## Required work
Exactly as they stand, write out all of the entries again.

## Dataset records
::::

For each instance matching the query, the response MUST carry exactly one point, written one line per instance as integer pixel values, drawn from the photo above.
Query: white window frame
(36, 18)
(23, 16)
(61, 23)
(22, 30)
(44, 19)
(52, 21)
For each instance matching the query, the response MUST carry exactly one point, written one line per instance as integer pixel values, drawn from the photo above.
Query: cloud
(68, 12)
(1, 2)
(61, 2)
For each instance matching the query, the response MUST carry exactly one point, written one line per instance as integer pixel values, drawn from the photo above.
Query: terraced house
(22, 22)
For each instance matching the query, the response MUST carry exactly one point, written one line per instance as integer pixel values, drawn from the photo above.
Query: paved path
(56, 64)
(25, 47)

::::

## Answer
For each instance matching the query, the response MUST carry exactly one point, written one line per instance as integer pixel values, drawn from the photo above.
Query: white window frame
(36, 18)
(23, 16)
(61, 23)
(22, 30)
(44, 19)
(52, 21)
For each instance matching the query, the response MUST carry exactly one point, written one line per instance as integer pixel values, drawn from the photo above.
Query: cloud
(68, 12)
(1, 2)
(61, 2)
For each instance matching the query, the response MUST carry exactly one point, written one line per instance as integer pixel values, drawn from the photo above.
Query: terraced house
(22, 22)
For each instance matching the query, the response MUST carry exactly one point, written one line per instance as integer pixel values, drawn from the photo above.
Query: paved path
(56, 64)
(25, 47)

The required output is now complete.